> **Task directions**
In the answer, give the entries below exactly, from the first line through the line with "railing in the photo above.", with every picture omitted.

━━━━━━━━━━━━━━━━

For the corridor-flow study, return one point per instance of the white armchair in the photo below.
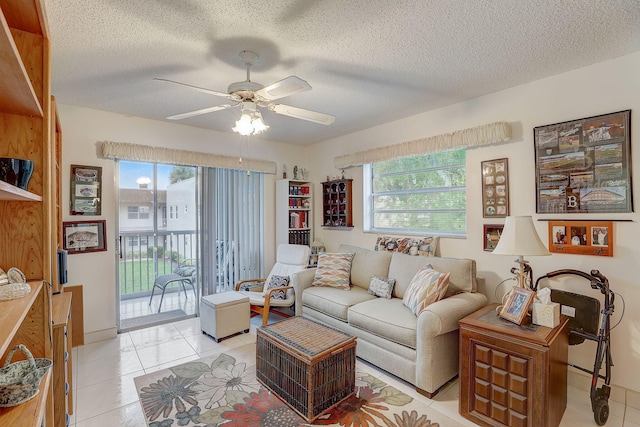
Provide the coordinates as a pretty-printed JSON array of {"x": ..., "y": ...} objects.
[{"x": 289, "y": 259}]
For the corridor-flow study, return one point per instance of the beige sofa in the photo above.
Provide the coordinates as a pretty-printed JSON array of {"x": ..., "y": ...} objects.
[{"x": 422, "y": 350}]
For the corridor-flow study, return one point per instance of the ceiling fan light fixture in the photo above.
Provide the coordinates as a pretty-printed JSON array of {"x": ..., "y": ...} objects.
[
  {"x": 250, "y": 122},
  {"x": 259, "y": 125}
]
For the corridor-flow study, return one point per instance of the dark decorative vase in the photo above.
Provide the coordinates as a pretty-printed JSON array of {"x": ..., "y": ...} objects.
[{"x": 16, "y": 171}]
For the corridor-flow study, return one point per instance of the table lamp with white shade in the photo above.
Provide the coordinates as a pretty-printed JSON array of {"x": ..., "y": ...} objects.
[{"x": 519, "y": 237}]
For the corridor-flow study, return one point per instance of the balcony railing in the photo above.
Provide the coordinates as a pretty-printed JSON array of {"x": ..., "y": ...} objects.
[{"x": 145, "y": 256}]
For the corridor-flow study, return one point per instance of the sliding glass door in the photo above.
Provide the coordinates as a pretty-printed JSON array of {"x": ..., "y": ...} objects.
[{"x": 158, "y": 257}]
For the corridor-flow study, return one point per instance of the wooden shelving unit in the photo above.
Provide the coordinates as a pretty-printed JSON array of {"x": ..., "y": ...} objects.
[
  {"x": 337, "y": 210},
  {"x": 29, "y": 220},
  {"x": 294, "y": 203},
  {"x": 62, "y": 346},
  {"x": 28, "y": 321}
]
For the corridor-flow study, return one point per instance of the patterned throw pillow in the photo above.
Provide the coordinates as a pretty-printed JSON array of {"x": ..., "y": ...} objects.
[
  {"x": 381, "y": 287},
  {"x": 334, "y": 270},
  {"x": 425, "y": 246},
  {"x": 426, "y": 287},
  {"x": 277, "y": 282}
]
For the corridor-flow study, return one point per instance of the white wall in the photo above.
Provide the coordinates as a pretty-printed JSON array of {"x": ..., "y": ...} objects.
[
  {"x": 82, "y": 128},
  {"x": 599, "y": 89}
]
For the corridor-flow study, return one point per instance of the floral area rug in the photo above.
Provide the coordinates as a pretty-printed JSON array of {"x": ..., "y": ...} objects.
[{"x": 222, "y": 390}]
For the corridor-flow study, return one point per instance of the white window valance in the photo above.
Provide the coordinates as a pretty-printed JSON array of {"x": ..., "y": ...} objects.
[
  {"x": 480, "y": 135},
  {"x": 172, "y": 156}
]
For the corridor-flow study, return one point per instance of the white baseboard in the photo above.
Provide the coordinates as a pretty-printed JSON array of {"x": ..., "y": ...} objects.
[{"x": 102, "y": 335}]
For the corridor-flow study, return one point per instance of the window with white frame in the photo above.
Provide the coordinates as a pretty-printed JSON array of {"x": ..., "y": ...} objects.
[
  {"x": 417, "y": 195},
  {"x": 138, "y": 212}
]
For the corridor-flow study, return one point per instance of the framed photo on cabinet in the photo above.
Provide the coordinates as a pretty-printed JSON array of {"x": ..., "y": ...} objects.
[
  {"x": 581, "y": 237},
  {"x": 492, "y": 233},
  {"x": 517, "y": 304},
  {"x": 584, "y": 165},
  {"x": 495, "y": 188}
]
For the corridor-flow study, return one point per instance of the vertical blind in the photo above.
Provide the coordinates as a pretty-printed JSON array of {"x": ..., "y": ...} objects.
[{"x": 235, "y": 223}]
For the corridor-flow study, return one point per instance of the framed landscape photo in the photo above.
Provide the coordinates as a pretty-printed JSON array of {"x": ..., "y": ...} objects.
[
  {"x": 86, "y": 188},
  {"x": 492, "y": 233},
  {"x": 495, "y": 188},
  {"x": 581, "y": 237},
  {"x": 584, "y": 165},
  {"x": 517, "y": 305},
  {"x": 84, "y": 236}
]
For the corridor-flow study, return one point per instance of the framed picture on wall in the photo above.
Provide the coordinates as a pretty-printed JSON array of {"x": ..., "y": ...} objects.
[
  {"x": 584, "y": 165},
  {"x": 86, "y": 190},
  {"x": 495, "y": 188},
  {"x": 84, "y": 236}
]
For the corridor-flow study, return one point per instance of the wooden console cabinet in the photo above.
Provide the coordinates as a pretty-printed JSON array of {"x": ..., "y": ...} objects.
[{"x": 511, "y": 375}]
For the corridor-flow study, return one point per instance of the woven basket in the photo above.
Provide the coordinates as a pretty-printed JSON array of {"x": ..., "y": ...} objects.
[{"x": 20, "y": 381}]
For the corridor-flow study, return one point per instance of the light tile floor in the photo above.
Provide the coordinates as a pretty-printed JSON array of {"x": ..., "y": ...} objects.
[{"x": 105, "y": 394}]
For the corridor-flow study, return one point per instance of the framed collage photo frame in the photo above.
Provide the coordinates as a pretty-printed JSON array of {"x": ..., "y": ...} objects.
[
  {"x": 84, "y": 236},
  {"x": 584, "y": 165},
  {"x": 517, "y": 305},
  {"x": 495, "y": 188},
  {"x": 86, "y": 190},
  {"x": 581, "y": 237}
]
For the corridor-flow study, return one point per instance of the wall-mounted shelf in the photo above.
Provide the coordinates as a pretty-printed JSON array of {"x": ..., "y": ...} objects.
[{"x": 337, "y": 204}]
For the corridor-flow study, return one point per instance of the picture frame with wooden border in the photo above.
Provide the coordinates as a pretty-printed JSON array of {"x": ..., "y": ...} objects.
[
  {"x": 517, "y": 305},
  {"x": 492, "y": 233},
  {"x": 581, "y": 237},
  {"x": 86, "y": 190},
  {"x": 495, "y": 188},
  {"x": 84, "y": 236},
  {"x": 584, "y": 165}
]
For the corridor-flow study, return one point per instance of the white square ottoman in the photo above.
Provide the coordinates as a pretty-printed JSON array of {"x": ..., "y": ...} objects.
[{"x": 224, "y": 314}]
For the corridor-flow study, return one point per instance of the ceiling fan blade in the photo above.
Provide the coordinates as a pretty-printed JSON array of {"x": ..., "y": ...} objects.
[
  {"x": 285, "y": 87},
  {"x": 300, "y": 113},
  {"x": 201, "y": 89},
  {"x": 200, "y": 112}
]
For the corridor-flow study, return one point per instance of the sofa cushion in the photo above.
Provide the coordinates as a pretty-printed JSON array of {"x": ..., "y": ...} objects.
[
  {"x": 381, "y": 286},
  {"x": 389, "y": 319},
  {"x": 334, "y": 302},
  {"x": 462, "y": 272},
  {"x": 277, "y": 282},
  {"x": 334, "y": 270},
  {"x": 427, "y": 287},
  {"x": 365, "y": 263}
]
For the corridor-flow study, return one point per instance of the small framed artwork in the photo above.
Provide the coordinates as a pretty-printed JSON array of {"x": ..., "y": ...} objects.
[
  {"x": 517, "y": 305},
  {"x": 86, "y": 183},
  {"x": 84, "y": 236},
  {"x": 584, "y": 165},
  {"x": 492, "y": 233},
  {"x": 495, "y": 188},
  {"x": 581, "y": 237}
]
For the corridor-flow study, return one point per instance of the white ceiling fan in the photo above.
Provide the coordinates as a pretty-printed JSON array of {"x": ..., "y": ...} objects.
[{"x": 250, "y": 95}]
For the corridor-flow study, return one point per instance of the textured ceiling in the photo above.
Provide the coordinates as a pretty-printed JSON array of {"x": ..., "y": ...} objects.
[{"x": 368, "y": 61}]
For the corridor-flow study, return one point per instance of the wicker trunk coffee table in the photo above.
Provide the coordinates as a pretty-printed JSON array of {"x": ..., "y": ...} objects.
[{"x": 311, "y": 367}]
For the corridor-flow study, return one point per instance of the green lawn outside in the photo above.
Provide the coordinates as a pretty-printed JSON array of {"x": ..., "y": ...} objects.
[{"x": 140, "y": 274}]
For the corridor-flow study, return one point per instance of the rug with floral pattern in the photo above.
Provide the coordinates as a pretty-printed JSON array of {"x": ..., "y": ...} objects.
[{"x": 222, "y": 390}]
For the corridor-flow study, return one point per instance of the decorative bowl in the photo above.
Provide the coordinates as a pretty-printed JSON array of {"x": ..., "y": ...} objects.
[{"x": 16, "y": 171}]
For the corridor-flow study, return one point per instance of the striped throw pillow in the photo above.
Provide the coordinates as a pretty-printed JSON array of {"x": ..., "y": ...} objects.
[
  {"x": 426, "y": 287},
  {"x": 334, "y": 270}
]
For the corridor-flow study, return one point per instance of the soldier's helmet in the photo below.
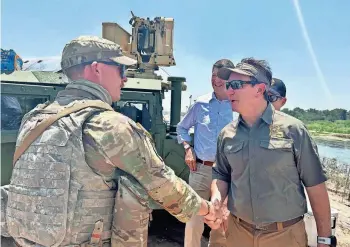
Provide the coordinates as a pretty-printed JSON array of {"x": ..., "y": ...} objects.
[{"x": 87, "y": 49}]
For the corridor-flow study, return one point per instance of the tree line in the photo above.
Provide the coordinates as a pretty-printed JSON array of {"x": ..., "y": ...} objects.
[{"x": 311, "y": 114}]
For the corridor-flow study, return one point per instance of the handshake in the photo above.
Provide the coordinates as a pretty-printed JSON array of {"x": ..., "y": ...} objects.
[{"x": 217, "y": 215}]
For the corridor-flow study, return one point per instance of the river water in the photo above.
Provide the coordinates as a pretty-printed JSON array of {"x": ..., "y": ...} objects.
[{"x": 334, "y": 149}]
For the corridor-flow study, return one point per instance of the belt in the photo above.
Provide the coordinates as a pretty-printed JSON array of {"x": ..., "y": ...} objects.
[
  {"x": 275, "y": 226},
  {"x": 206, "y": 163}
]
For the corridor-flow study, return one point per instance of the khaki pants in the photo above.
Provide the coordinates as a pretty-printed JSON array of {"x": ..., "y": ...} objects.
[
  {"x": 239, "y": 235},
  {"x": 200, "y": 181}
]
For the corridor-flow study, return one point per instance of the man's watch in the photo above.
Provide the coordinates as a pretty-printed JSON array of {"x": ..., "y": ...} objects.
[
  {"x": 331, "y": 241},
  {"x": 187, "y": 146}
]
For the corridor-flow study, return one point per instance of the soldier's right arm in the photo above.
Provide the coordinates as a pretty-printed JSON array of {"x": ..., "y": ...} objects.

━━━━━━━━━━━━━━━━

> **Answer section**
For the corridor-flow study, return one point per instance of the white armchair in the photo below.
Provide the coordinates as a pretty-printed JSON array of {"x": ..., "y": ...} objects.
[{"x": 289, "y": 259}]
For the corridor-flow study, return one point per instance of the beige sofa in the photo above.
Provide the coordinates as a pretty-printed JSON array of {"x": ..., "y": ...} objects.
[{"x": 422, "y": 350}]
For the corridor-flow study, return one point per instance of the ceiling fan light fixture in the photo above.
Provide the coordinates as a pretty-printed JSON array of {"x": ..., "y": ...} objects.
[
  {"x": 250, "y": 122},
  {"x": 259, "y": 125}
]
For the corridor-flow study, return one point per instance of the dark decorative vase in the photo above.
Provide the coordinates as a pretty-printed JSON array of {"x": ..., "y": ...} objects.
[{"x": 16, "y": 171}]
For the corridor-flow study, return one point per instance of the table lamp with white shade in the photo above.
Provide the coordinates as a pretty-printed JSON array of {"x": ..., "y": ...} objects.
[{"x": 519, "y": 237}]
For the corridor-flow study, return one point per instance of the balcony railing in the photo above.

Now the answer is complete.